* _Records to process_:
:::::

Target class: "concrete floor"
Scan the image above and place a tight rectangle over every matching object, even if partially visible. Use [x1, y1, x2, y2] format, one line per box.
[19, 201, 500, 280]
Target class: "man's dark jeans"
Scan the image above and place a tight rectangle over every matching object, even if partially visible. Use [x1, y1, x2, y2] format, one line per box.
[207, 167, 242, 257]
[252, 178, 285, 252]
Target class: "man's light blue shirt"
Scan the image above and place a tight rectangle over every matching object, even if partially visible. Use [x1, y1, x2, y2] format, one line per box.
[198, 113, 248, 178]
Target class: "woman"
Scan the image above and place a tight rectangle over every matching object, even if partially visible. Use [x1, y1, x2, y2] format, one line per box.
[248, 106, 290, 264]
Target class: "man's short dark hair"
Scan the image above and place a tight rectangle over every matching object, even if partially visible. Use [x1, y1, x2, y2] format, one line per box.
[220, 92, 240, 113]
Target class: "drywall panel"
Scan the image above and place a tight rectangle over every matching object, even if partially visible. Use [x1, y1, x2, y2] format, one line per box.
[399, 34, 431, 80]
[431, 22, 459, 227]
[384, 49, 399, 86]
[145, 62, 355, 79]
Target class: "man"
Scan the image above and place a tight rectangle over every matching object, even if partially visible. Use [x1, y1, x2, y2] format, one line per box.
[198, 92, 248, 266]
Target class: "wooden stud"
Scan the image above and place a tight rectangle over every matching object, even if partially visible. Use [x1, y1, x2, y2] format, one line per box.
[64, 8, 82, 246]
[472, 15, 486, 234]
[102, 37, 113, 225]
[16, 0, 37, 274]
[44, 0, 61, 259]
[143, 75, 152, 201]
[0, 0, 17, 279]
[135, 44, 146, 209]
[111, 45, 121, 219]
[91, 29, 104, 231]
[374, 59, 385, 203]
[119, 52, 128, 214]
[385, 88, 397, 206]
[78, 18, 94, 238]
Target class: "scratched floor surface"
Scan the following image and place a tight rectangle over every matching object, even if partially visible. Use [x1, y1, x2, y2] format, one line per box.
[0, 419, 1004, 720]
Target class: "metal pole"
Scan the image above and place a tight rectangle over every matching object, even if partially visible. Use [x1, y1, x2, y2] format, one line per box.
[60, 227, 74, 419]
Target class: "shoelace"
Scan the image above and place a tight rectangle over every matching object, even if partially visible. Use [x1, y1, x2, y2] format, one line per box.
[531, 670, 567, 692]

:::::

* _Exercise aim_: Can you turn all the rows above into a numbered list, one line per item, with any blank lines dropped?

* _Answer to this problem_:
1. Target class: "concrete floor"
2. Scan the image above and place a tight rectangle over every matching object, even if partially visible. Use [x1, y1, x2, y2] format, one line per box.
3. [19, 201, 500, 280]
4. Target class: "man's dark jeans"
5. Scan the image above and place a tight rectangle over every matching object, even if partially visible. Use [x1, y1, x2, y2] format, one line per box.
6. [207, 167, 242, 257]
7. [252, 178, 285, 252]
8. Target class: "man's light blue shirt"
9. Scan the image above and place a tight rectangle over every matching object, even if partially visible. Use [x1, y1, x2, y2] format, one line per box.
10. [198, 113, 248, 178]
11. Target class: "woman"
12. Scan the image above and place a tight rectangle over every matching object, even if partially visible. Use [x1, y1, x2, y2] format, one line per box.
13. [248, 106, 290, 264]
14. Target class: "man's short dark hair"
15. Scan the image above and place a tight rectangle over every matching object, even if partially visible. Use [x1, y1, x2, y2] format, one line per box.
16. [220, 92, 240, 113]
17. Target class: "drywall panel"
18. Scan the image above and place a tight rectangle over every matching object, even if partially visible. Use [x1, y1, x2, y2] format, one line per box.
19. [399, 34, 431, 80]
20. [431, 22, 459, 227]
21. [384, 49, 399, 86]
22. [145, 62, 355, 79]
23. Target class: "man"
24. Scan the image above and place a tight rectangle over every matching object, even if partially visible. Use [x1, y1, x2, y2] format, one line per box.
25. [198, 92, 248, 266]
26. Target class: "wooden stud"
27. Scan the image above and place a tight rectangle over every matching object, even if partially visible. Use [x1, y1, x2, y2] format, one line per box.
28. [64, 8, 82, 246]
29. [472, 15, 486, 234]
30. [102, 37, 113, 225]
31. [16, 0, 37, 274]
32. [44, 0, 61, 259]
33. [143, 75, 152, 201]
34. [0, 0, 17, 279]
35. [135, 44, 146, 209]
36. [111, 45, 121, 219]
37. [91, 29, 104, 231]
38. [374, 59, 385, 203]
39. [119, 52, 128, 214]
40. [385, 88, 397, 206]
41. [78, 18, 94, 238]
42. Target class: "scratched floor surface"
43. Scan the following image and place a tight rectangle over every matching object, even if partially visible. Use [x1, y1, x2, y2] format, one line per box.
44. [0, 419, 1004, 720]
45. Target class: "metal pole"
46. Scan the image above and place a tight rectangle over every matching object, even if partially visible. Use [x1, y1, x2, y2] format, one line per box.
47. [60, 227, 74, 419]
48. Target class: "shoelace"
49. Scan the image above and place a tight rectangle over every matching object, even if partially visible. Use [x1, y1, x2, y2] format, one line per box.
50. [531, 670, 567, 692]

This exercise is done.